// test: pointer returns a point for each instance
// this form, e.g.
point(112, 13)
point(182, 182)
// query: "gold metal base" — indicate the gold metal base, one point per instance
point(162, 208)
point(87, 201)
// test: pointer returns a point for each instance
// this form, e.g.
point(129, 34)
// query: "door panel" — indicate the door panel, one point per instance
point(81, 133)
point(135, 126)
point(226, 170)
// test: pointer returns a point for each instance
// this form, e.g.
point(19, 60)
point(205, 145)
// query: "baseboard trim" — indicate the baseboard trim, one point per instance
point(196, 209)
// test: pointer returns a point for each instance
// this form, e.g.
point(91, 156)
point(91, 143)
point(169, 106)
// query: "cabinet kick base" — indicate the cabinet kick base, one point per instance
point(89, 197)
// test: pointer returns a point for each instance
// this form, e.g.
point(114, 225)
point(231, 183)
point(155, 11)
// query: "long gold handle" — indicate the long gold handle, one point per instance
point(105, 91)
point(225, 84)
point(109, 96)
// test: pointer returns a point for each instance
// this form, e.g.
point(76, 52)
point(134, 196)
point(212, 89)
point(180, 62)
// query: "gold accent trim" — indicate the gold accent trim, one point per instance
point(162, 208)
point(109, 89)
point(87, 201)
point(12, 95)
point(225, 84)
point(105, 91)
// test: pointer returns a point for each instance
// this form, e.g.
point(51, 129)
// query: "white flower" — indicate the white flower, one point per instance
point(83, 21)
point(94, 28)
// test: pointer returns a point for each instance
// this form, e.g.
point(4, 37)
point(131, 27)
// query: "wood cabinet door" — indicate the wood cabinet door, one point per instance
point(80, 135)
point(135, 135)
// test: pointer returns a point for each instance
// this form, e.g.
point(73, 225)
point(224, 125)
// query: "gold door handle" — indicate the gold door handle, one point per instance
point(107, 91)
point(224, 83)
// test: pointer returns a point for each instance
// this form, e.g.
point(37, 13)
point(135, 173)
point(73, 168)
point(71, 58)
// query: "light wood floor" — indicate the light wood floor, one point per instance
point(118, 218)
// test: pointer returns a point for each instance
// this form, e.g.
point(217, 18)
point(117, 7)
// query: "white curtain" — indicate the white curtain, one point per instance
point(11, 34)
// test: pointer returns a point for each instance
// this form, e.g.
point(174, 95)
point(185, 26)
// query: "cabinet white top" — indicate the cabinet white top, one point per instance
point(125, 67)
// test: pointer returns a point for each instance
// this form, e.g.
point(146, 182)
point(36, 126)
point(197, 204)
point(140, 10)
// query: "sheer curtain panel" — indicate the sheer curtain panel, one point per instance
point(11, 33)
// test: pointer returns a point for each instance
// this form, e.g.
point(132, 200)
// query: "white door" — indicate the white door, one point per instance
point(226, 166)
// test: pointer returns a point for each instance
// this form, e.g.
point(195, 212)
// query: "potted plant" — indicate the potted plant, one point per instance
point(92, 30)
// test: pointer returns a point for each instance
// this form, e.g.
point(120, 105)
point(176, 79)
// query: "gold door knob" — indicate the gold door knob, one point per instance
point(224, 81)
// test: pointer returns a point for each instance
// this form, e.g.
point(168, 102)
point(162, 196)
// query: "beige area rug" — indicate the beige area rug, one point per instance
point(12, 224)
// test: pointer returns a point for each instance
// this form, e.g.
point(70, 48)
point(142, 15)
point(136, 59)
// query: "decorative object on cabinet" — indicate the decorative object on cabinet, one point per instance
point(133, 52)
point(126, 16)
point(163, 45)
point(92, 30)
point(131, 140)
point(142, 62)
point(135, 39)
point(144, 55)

· · · · ·

What you are asked to do: Rewrite the data from its first line through the line containing "point(135, 135)", substituting "marker" for every occurrence of "pointer" and leaving all else unchanged.

Worked answer:
// test: marker returns a point for each instance
// this form, e.g.
point(112, 13)
point(182, 182)
// query: "gold metal base" — indicate the gold metal base, one point per instance
point(162, 208)
point(87, 201)
// test: marker returns a point for each instance
// this form, e.g.
point(129, 34)
// query: "door panel" — indicate the door panel, one point per instance
point(81, 133)
point(135, 126)
point(226, 170)
// test: marker returns a point for each instance
// this form, e.g.
point(19, 60)
point(205, 145)
// query: "baseboard trim" — indicate the baseboard trim, one point per instance
point(196, 209)
// test: marker returns a point for each instance
// this form, e.g.
point(91, 156)
point(91, 143)
point(169, 106)
// query: "cabinet kick base" — indicate the cabinet kick base, one point per instance
point(89, 197)
// test: marker returns a point for each instance
// this form, e.g.
point(114, 225)
point(231, 183)
point(155, 11)
// query: "long gold handle" — indicate the long gold handle, one point per instance
point(105, 91)
point(225, 84)
point(109, 96)
// test: marker returns a point for each instance
// this form, e.g.
point(76, 52)
point(134, 196)
point(212, 89)
point(180, 62)
// query: "gold accent trim" — indicate the gold accent trim, one point per instance
point(162, 208)
point(109, 89)
point(87, 201)
point(12, 95)
point(225, 84)
point(105, 91)
// test: marker returns a point for each instance
// this form, e.g.
point(51, 129)
// query: "white flower" — indicate the white flower, one point per instance
point(83, 21)
point(94, 28)
// test: marker returns a point for each instance
// this form, e.g.
point(4, 37)
point(131, 27)
// query: "wood cabinet door" — indicate the wood cabinet door, one point per instance
point(80, 135)
point(135, 135)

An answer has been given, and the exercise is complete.